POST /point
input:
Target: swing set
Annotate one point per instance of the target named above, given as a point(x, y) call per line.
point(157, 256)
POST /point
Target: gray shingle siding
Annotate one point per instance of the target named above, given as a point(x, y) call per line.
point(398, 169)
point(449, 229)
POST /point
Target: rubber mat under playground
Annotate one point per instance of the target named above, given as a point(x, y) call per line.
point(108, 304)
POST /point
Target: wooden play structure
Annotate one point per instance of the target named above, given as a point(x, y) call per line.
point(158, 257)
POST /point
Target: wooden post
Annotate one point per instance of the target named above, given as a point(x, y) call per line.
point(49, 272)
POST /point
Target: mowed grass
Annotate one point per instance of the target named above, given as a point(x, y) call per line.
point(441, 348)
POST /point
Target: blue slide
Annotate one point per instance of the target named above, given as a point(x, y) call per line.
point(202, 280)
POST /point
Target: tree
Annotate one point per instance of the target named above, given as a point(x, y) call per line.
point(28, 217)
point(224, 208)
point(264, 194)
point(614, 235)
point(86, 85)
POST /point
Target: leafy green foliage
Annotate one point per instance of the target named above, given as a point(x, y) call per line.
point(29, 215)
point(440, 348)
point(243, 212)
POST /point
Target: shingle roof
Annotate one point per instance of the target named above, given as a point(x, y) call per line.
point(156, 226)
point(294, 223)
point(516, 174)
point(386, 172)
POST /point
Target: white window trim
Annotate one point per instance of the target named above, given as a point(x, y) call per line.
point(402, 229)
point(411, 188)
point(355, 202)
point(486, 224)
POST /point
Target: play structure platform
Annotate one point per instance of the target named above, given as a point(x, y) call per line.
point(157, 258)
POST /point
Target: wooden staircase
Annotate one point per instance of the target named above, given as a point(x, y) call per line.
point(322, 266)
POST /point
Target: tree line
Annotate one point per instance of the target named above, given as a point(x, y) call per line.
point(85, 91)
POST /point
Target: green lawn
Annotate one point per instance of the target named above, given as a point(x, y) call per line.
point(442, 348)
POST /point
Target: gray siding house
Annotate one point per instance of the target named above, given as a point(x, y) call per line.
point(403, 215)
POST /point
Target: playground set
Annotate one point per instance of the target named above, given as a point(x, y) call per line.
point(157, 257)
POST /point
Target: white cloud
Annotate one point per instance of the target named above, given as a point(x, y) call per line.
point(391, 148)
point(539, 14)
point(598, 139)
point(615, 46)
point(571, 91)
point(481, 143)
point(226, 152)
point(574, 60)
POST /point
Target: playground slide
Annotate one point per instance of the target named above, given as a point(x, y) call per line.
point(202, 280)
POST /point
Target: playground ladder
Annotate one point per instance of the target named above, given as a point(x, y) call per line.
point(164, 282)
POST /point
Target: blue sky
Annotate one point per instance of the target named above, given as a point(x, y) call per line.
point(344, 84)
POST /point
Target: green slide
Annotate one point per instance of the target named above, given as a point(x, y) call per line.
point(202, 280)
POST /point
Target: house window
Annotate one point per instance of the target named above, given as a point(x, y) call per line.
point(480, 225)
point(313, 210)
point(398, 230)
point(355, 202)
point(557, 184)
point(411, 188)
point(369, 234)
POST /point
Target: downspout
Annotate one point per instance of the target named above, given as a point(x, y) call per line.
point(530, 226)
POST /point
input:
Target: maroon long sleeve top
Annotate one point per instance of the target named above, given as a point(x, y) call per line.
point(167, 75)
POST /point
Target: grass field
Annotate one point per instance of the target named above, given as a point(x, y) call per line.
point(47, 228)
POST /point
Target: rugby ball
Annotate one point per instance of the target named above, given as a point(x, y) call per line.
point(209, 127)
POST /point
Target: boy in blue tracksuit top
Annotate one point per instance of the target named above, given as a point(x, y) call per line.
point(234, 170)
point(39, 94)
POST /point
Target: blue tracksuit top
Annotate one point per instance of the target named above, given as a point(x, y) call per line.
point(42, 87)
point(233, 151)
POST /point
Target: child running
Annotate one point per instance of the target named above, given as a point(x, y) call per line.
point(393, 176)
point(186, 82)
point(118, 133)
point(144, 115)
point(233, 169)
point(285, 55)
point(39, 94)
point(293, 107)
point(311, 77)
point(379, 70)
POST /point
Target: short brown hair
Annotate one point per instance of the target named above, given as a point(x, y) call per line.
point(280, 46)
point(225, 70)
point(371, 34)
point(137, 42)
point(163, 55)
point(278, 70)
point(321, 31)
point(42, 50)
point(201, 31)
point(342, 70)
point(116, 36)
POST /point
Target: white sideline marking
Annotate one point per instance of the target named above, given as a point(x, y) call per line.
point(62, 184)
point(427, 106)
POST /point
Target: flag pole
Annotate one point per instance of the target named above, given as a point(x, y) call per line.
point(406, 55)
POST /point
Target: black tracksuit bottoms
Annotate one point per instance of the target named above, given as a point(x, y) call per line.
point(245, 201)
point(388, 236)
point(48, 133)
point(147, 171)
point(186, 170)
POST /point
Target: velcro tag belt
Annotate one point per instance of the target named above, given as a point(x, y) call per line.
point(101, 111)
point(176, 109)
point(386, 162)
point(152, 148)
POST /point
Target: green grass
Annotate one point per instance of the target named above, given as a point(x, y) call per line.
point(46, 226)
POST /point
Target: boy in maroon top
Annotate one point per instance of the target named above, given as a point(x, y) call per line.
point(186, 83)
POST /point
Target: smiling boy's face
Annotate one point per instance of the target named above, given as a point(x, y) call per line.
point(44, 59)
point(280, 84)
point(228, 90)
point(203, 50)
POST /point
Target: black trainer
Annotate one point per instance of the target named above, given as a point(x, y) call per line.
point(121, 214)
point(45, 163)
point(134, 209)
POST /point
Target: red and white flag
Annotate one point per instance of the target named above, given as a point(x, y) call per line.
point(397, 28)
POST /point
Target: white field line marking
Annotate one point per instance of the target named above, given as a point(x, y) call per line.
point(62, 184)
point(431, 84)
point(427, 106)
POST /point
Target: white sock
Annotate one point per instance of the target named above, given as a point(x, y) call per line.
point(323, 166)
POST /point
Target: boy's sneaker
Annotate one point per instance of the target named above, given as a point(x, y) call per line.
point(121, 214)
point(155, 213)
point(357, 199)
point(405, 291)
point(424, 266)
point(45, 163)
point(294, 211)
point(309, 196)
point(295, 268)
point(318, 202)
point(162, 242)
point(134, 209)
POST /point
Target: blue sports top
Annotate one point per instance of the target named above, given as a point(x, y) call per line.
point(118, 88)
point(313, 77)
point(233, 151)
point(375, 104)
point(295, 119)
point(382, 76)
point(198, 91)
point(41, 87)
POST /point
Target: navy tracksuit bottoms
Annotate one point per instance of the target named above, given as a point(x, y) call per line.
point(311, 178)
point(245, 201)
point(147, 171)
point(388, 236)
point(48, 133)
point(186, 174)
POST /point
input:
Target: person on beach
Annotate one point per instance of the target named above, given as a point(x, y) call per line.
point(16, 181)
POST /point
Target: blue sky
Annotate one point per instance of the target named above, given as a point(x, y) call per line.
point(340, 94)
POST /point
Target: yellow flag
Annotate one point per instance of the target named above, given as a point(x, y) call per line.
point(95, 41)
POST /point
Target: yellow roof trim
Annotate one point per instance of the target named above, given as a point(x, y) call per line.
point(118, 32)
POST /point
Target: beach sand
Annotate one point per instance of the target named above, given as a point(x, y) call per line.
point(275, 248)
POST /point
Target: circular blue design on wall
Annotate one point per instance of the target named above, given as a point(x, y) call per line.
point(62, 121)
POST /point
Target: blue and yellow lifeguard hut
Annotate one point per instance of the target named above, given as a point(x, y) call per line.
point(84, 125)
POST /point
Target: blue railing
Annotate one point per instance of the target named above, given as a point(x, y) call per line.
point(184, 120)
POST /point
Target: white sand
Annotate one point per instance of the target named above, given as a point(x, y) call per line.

....................

Goal
Please put the material above into a Markdown table with two columns, Row and Line, giving each line its own numbered row and leaving out any blank lines.

Expected answer
| Row | Line |
|---|---|
| 1 | POST /point |
| 2 | input: |
| 3 | Target: swing set |
| 4 | Annotate one point per instance of the target named above, given as a point(x, y) call per line. |
| 5 | point(157, 256) |
| 6 | POST /point |
| 7 | Target: gray shingle siding |
| 8 | Annotate one point per instance of the target named above, given as a point(x, y) call per line. |
| 9 | point(398, 169) |
| 10 | point(449, 229) |
| 11 | POST /point |
| 12 | Target: rubber mat under playground |
| 13 | Annotate one point per instance of the target named above, given as a point(x, y) call per line. |
| 14 | point(108, 304) |
| 15 | POST /point |
| 16 | Target: wooden play structure |
| 17 | Annotate one point per instance of the target named above, given as a point(x, y) call per line. |
| 18 | point(158, 257) |
| 19 | POST /point |
| 20 | Target: wooden post |
| 21 | Annotate one point per instance of the target named above, given as a point(x, y) call per line. |
| 22 | point(49, 272) |
| 23 | POST /point |
| 24 | Target: mowed grass |
| 25 | Annotate one point per instance of the target named above, given as a point(x, y) call per line. |
| 26 | point(441, 348) |
| 27 | POST /point |
| 28 | Target: blue slide |
| 29 | Annotate one point per instance of the target named above, given as a point(x, y) call per line. |
| 30 | point(202, 280) |
| 31 | POST /point |
| 32 | Target: tree |
| 33 | Annotate one point per instance of the target named above, given as a point(x, y) call per line. |
| 34 | point(28, 217) |
| 35 | point(224, 208) |
| 36 | point(264, 194) |
| 37 | point(614, 235) |
| 38 | point(86, 85) |
| 39 | POST /point |
| 40 | Target: leafy green foliage |
| 41 | Annotate one point per instance of the target named above, given as a point(x, y) call per line. |
| 42 | point(29, 215) |
| 43 | point(440, 348) |
| 44 | point(243, 212) |
| 45 | POST /point |
| 46 | Target: shingle roof |
| 47 | Annotate one point per instance of the target named above, given as a point(x, y) call per line. |
| 48 | point(156, 226) |
| 49 | point(294, 223) |
| 50 | point(516, 174) |
| 51 | point(386, 172) |
| 52 | POST /point |
| 53 | Target: white window trim |
| 54 | Annotate one point per instance of the target named above, given as a point(x, y) call per line. |
| 55 | point(402, 229) |
| 56 | point(411, 188) |
| 57 | point(355, 202) |
| 58 | point(486, 224) |
| 59 | POST /point |
| 60 | Target: play structure platform |
| 61 | Annotate one point per instance of the target named above, given as a point(x, y) call per line. |
| 62 | point(157, 258) |
| 63 | POST /point |
| 64 | Target: wooden staircase |
| 65 | Annotate one point per instance of the target named above, given as a point(x, y) call per line. |
| 66 | point(322, 266) |
| 67 | POST /point |
| 68 | Target: tree line |
| 69 | Annotate one point per instance of the target named above, given as a point(x, y) call per line. |
| 70 | point(85, 91) |
| 71 | POST /point |
| 72 | Target: green lawn |
| 73 | Annotate one point per instance of the target named above, given as a point(x, y) call per line. |
| 74 | point(442, 348) |
| 75 | POST /point |
| 76 | Target: gray siding house |
| 77 | Annotate one point per instance of the target named above, given as a point(x, y) call per line. |
| 78 | point(403, 215) |
| 79 | POST /point |
| 80 | Target: playground set |
| 81 | Annotate one point per instance of the target named above, given as a point(x, y) call per line. |
| 82 | point(157, 257) |
| 83 | POST /point |
| 84 | Target: white cloud |
| 85 | Annotate one point per instance of the target named above, given as a point(x, y) call per line. |
| 86 | point(391, 148) |
| 87 | point(539, 14) |
| 88 | point(598, 139) |
| 89 | point(615, 46) |
| 90 | point(571, 91) |
| 91 | point(481, 143) |
| 92 | point(226, 152) |
| 93 | point(574, 60) |
| 94 | POST /point |
| 95 | Target: playground slide |
| 96 | Annotate one point per instance of the target named above, given as a point(x, y) call per line. |
| 97 | point(202, 280) |
| 98 | POST /point |
| 99 | Target: playground ladder |
| 100 | Annotate one point per instance of the target named above, given as a point(x, y) call per line. |
| 101 | point(164, 282) |
| 102 | POST /point |
| 103 | Target: blue sky |
| 104 | Annotate one point per instance of the target named above, given as a point(x, y) call per line. |
| 105 | point(344, 84) |
| 106 | POST /point |
| 107 | Target: green slide |
| 108 | Annotate one point per instance of the target named above, given as a point(x, y) call per line. |
| 109 | point(202, 280) |
| 110 | POST /point |
| 111 | Target: house window |
| 112 | Annotate one point per instance of the target named above, given as a point(x, y) call per line. |
| 113 | point(480, 225) |
| 114 | point(313, 210) |
| 115 | point(398, 230) |
| 116 | point(355, 202) |
| 117 | point(557, 184) |
| 118 | point(411, 188) |
| 119 | point(369, 234) |
| 120 | POST /point |
| 121 | Target: downspout |
| 122 | Annotate one point per instance of the target named above, given as a point(x, y) call per line. |
| 123 | point(530, 226) |
| 124 | POST /point |
| 125 | input: |
| 126 | Target: maroon long sleeve top |
| 127 | Annotate one point per instance of the target named above, given as a point(x, y) call per line. |
| 128 | point(167, 75) |
| 129 | POST /point |
| 130 | Target: grass field |
| 131 | Annotate one point per instance of the target named above, given as a point(x, y) call per line. |
| 132 | point(47, 228) |
| 133 | POST /point |
| 134 | Target: rugby ball |
| 135 | Annotate one point per instance of the target named above, given as a point(x, y) call per line. |
| 136 | point(209, 127) |
| 137 | POST /point |
| 138 | Target: boy in blue tracksuit top |
| 139 | Annotate one point per instance of the target named above, given as a point(x, y) call per line. |
| 140 | point(234, 170) |
| 141 | point(39, 94) |
| 142 | POST /point |
| 143 | Target: blue tracksuit top |
| 144 | Annotate one point per instance of the target named above, given as a point(x, y) call per line. |
| 145 | point(42, 87) |
| 146 | point(233, 151) |
| 147 | POST /point |
| 148 | Target: child running |
| 149 | Annotate one point per instance of the target named above, given as a point(x, y) call per line. |
| 150 | point(393, 176) |
| 151 | point(186, 82) |
| 152 | point(118, 133) |
| 153 | point(144, 115) |
| 154 | point(233, 169) |
| 155 | point(285, 55) |
| 156 | point(39, 94) |
| 157 | point(293, 107) |
| 158 | point(311, 77) |
| 159 | point(379, 70) |
| 160 | POST /point |
| 161 | Target: short brown hair |
| 162 | Annotate one point per instance of the target named above, given as a point(x, y) call per line. |
| 163 | point(280, 46) |
| 164 | point(225, 70) |
| 165 | point(371, 34) |
| 166 | point(137, 42) |
| 167 | point(163, 55) |
| 168 | point(278, 70) |
| 169 | point(321, 31) |
| 170 | point(42, 50) |
| 171 | point(201, 31) |
| 172 | point(342, 70) |
| 173 | point(116, 36) |
| 174 | POST /point |
| 175 | Target: white sideline marking |
| 176 | Annotate one point per instance of the target named above, given as a point(x, y) call per line. |
| 177 | point(62, 184) |
| 178 | point(427, 106) |
| 179 | POST /point |
| 180 | Target: flag pole |
| 181 | Annotate one point per instance of the target named above, given as a point(x, y) call per line. |
| 182 | point(406, 55) |
| 183 | POST /point |
| 184 | Target: black tracksuit bottoms |
| 185 | Annotate one point per instance of the target named above, given as a point(x, y) call per line. |
| 186 | point(245, 201) |
| 187 | point(388, 236) |
| 188 | point(48, 133) |
| 189 | point(147, 171) |
| 190 | point(186, 170) |
| 191 | POST /point |
| 192 | Target: velcro tag belt |
| 193 | Annotate one point per instance of the target named above, given as a point(x, y) call per line. |
| 194 | point(101, 111) |
| 195 | point(176, 109) |
| 196 | point(386, 162) |
| 197 | point(152, 148) |
| 198 | POST /point |
| 199 | Target: green grass |
| 200 | Annotate one point per instance of the target named above, given as a point(x, y) call per line. |
| 201 | point(46, 226) |
| 202 | POST /point |
| 203 | Target: boy in maroon top |
| 204 | Annotate one point per instance of the target named above, given as a point(x, y) call per line. |
| 205 | point(186, 83) |
| 206 | POST /point |
| 207 | Target: smiling boy's face |
| 208 | Annotate one point per instance of the target named above, given as a point(x, y) call per line. |
| 209 | point(44, 59) |
| 210 | point(280, 84) |
| 211 | point(228, 90) |
| 212 | point(203, 50) |
| 213 | POST /point |
| 214 | Target: black trainer |
| 215 | Annotate one point per instance of the target named above, given as a point(x, y) call per line. |
| 216 | point(121, 214) |
| 217 | point(45, 163) |
| 218 | point(134, 209) |
| 219 | POST /point |
| 220 | Target: red and white flag |
| 221 | Annotate one point per instance of the target named above, given as a point(x, y) call per line. |
| 222 | point(397, 28) |
| 223 | POST /point |
| 224 | Target: white field line marking |
| 225 | Annotate one point per instance of the target named above, given as a point(x, y) call per line. |
| 226 | point(62, 184) |
| 227 | point(431, 84) |
| 228 | point(427, 106) |
| 229 | POST /point |
| 230 | Target: white sock |
| 231 | Annotate one point per instance of the target named above, given as a point(x, y) call per line. |
| 232 | point(323, 166) |
| 233 | POST /point |
| 234 | Target: boy's sneaker |
| 235 | Annotate one point per instance of the target named above, given as a point(x, y) call per line. |
| 236 | point(121, 214) |
| 237 | point(155, 213) |
| 238 | point(357, 199) |
| 239 | point(405, 291) |
| 240 | point(424, 266) |
| 241 | point(45, 163) |
| 242 | point(294, 211) |
| 243 | point(309, 196) |
| 244 | point(295, 268) |
| 245 | point(318, 202) |
| 246 | point(162, 242) |
| 247 | point(134, 209) |
| 248 | POST /point |
| 249 | Target: blue sports top |
| 250 | Annotate one point per instance of the target named above, given as a point(x, y) call per line. |
| 251 | point(118, 88) |
| 252 | point(313, 77) |
| 253 | point(233, 151) |
| 254 | point(375, 104) |
| 255 | point(295, 119) |
| 256 | point(382, 76) |
| 257 | point(198, 91) |
| 258 | point(41, 87) |
| 259 | POST /point |
| 260 | Target: navy tracksuit bottoms |
| 261 | Annotate one point per instance of the target named above, given as a point(x, y) call per line. |
| 262 | point(311, 178) |
| 263 | point(245, 201) |
| 264 | point(147, 171) |
| 265 | point(388, 236) |
| 266 | point(48, 133) |
| 267 | point(186, 174) |
| 268 | POST /point |
| 269 | input: |
| 270 | Target: person on beach |
| 271 | Annotate one point per instance of the target named above, given as a point(x, y) call per line. |
| 272 | point(16, 181) |
| 273 | POST /point |
| 274 | Target: blue sky |
| 275 | Annotate one point per instance of the target named above, given as a point(x, y) call per line. |
| 276 | point(340, 94) |
| 277 | POST /point |
| 278 | Target: yellow flag |
| 279 | Annotate one point per instance of the target named above, given as a point(x, y) call per line. |
| 280 | point(95, 41) |
| 281 | POST /point |
| 282 | Target: yellow roof trim |
| 283 | Annotate one point per instance of the target named above, given as a point(x, y) call per line. |
| 284 | point(118, 32) |
| 285 | POST /point |
| 286 | Target: beach sand |
| 287 | Annotate one point per instance of the target named above, given as a point(x, y) call per line. |
| 288 | point(275, 248) |
| 289 | POST /point |
| 290 | Target: circular blue design on wall |
| 291 | Annotate one point per instance of the target named above, given as a point(x, y) call per line. |
| 292 | point(62, 121) |
| 293 | POST /point |
| 294 | Target: blue and yellow lifeguard hut |
| 295 | Annotate one point per instance of the target named above, given as a point(x, y) call per line. |
| 296 | point(84, 125) |
| 297 | POST /point |
| 298 | Target: blue railing |
| 299 | Annotate one point per instance of the target named above, given as a point(x, y) call per line. |
| 300 | point(184, 120) |
| 301 | POST /point |
| 302 | Target: white sand |
| 303 | Annotate one point per instance of the target named above, given as a point(x, y) call per line. |